### Your objective
Every line of the material must be set down again without alteration.
———
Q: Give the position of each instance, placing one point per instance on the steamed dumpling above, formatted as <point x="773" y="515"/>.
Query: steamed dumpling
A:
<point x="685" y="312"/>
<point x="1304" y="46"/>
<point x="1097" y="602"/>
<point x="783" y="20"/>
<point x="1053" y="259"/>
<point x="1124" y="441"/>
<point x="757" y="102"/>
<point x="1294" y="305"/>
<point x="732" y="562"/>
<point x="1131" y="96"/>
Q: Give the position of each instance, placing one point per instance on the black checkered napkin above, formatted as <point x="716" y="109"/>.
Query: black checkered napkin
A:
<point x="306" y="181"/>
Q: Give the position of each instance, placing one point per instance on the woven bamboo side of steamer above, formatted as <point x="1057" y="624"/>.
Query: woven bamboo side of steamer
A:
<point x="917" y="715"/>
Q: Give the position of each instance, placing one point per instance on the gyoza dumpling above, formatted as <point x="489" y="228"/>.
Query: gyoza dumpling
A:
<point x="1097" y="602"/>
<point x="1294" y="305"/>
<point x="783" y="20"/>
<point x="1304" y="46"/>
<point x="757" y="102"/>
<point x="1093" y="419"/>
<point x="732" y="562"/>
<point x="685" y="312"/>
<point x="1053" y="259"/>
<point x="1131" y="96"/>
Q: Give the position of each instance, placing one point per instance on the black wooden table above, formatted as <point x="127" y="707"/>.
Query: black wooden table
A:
———
### Final answer
Q: Give the position of each instance, placing one point per instance on the steamed dumpling above, formatted as <point x="773" y="515"/>.
Query: steamed dumpling
A:
<point x="685" y="312"/>
<point x="1304" y="46"/>
<point x="1097" y="602"/>
<point x="783" y="20"/>
<point x="1053" y="259"/>
<point x="1124" y="441"/>
<point x="757" y="102"/>
<point x="1294" y="305"/>
<point x="732" y="562"/>
<point x="1131" y="96"/>
Q: Give the position of each instance, placing one point per instance on the black checkered napkin above, formatted as <point x="716" y="109"/>.
Query: black checkered napkin
A:
<point x="306" y="181"/>
Q: Give the position of each instance, placing one point per instance on the woven bamboo side of steamer above, formatted as <point x="1057" y="624"/>.
Query: woven bamboo side of steamer
A:
<point x="917" y="715"/>
Q: Give the position of each instance, placing one point per instance on the gyoza dumpling above, formatted as <point x="489" y="228"/>.
Query: gyoza dumpling
A:
<point x="1097" y="602"/>
<point x="1294" y="305"/>
<point x="783" y="20"/>
<point x="1304" y="46"/>
<point x="757" y="102"/>
<point x="1093" y="419"/>
<point x="732" y="562"/>
<point x="685" y="312"/>
<point x="1053" y="259"/>
<point x="1131" y="96"/>
Q: Give the position of each instance, placing one point per instance on the black wooden table above, formatted as <point x="127" y="707"/>.
Query: black wooden table
A:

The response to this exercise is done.